The Whole of the Law
The tenth card in the twenty-two Major Trumps of the Tarot deck is the Wheel of Fortune. All the Major Arcana are crucial when using Tarot cards as a source for synchronistic understanding in order to gain insight into one’s current place in the Journey of Enlightenment.
However, the Wheel of Fortune is an apt symbol for the randomly divine unfolding of many of life’s events; it means Change, bringing with it positive or negative interpretations, depending on the other cards dealt in the same spread. I have often thought of this card, and the others, as a guide to understanding my own life’s tumultuous course since I first discovered Tarot back in the ’70s.
After nursing my wife on her ten-year progression to death from cancer in 2008, being diagnosed with lymphoma in 2010, and, most recently, experiencing my brother’s death at fifty-seven, all the while caring for my mother, who recently died at ninety-six, I couldn’t help but ponder how I came to be where I am. The Major Arcana kept appearing in my sketchbooks, and once again I became a student of these mystical cards.
In late 2012, I learned that my disease had progressed into a deadly form: I needed chemotherapy. While undergoing such treatment, children are often told to imagine that their body is engaging in an internal battle against the cancer, with white blood cells armed with swords and explosives to obliterate tumors. In December of 2012, I found myself engaging in the same violent visualizations—literally seeing my white blood cells transformed into demons attacking my own tumor with sharp teeth and claws.

SUPPLIED RECORDS:

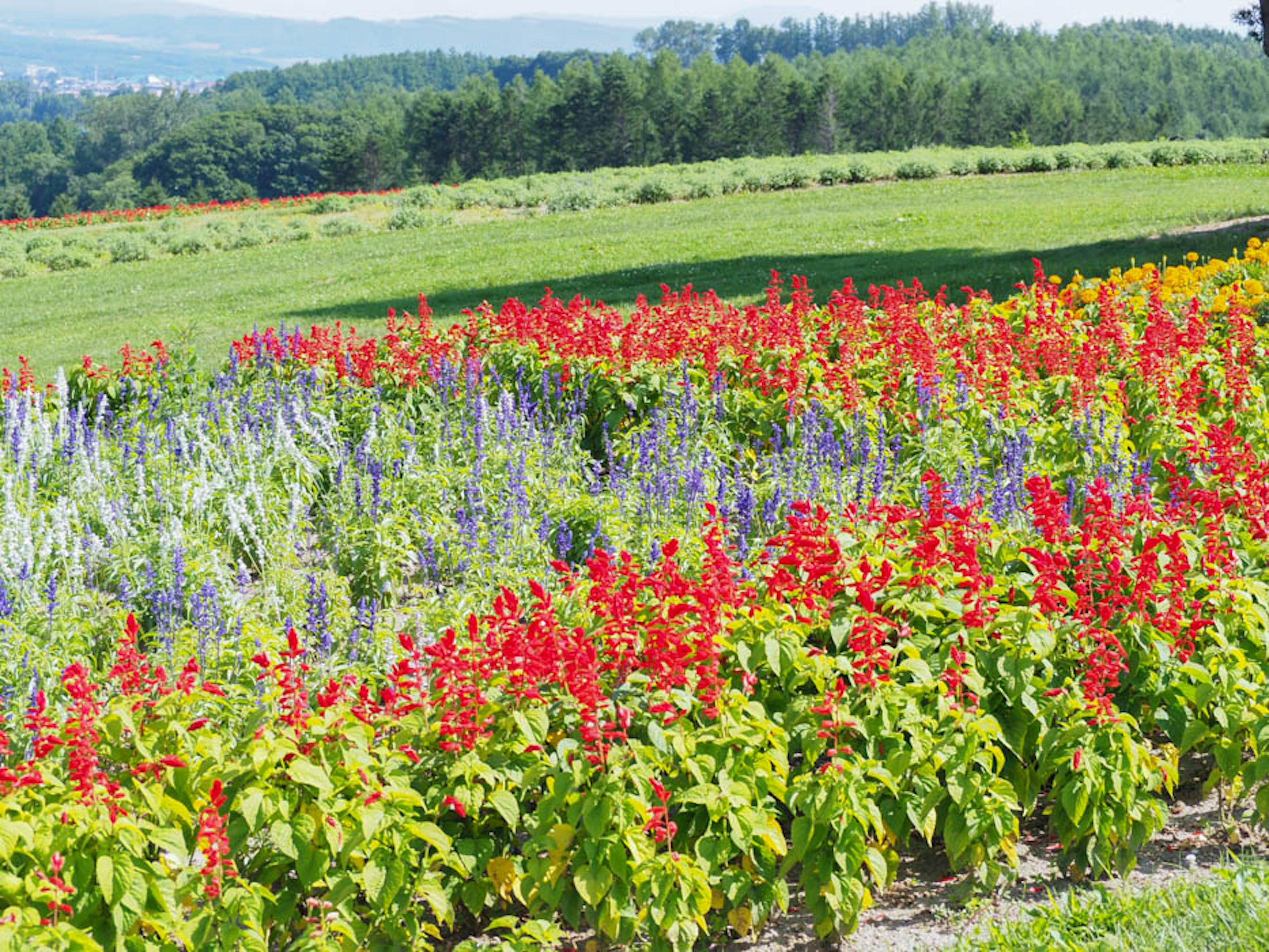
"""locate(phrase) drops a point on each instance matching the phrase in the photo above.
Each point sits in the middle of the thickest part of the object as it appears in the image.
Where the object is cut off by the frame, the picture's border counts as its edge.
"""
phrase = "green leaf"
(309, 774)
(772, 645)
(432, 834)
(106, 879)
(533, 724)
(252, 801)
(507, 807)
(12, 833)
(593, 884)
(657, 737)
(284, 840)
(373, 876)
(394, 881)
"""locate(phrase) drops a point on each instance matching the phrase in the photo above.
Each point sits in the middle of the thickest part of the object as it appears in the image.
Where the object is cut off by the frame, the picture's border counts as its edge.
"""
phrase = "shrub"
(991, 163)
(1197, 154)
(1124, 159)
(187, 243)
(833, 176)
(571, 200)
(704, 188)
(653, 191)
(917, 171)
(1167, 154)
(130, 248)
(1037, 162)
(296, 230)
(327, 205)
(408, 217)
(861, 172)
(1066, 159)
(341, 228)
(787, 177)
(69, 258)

QUESTIONS ON THE MATERIAL:
**A)** Say whether each statement below agrees with the Tarot text, answering yes or no and quoting the words from the text that decide it. (i) The Wheel of Fortune is the tenth of the Major Trumps. (ii) The writer first discovered Tarot in the 1980s. (iii) The writer was diagnosed with lymphoma in 2008.
**B)** Carry on the Tarot text from the point where it stops, keeping its first-person voice.

ANSWERS FOR THIS EXERCISE:
**A)**
(i) Yes: "The tenth card in the twenty-two Major Trumps of the Tarot deck is the Wheel of Fortune."
(ii) No: "since I first discovered Tarot back in the ’70s."
(iii) No: "being diagnosed with lymphoma in 2010"

**B)**
I spoke to a friend who advised me against this method, explaining that the tumor was a part of me, and if someone was coming at me dead set on my destruction, in self-defense I would do my best to kill the other first. If fighting fire with fire was not the answer to remission, I wasn’t sure what was. My friend suggested I ask the tumor what it had to tell me, so I could understand it, and it could leave. I did.
Shortly thereafter I drew a self-portrait. In my drawing I was pictured from the collarbone up, with my tumor prominent in my neck. From the tumor I drew lines radiating outwards and spiraling around my neck. I continued to draw that tumor and its rays throughout the course of the next week. It subsequently evolved from a ganglia-like shape to a mandala-esque manifestation, with eight protruding spokes and swirling shapes within. I recognized the shape as a sephira (Hebrew for emanation), a nexus in the Kabbalistic Tree of Life. Some Hermetic schools of thought believe the Tarot and Sephiroth embody a unified path to Enlightenment.
Tarot is the key to understanding Ein Sof (the Infinite) as it materializes through metaphysical paths to form our material universe. For my tumor to repeatedly manifest itself to me as Sephiroth was a revelation, a sign to paint these two interlocking series and to thereby re-engage in the self-discovery and enlightenment that had drawn me to them in the 1970s.